▶ [Dataset extract]

* BEGIN *

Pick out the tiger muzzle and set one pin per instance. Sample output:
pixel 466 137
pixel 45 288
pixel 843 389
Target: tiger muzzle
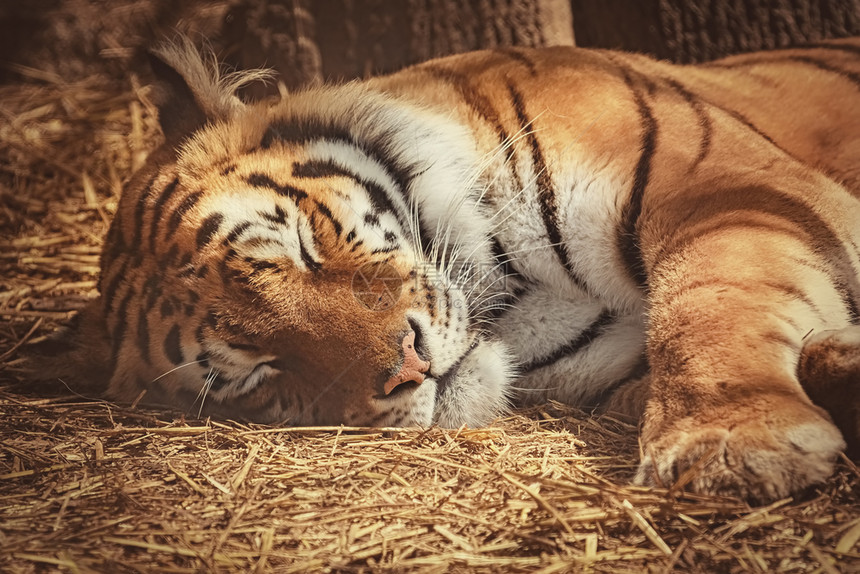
pixel 413 368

* END *

Can you write out the records above word for word, leaving out the pictures?

Pick out the tiger muzzle and set one pin per instance. Sample output:
pixel 466 137
pixel 45 288
pixel 843 389
Target: tiger muzzle
pixel 413 368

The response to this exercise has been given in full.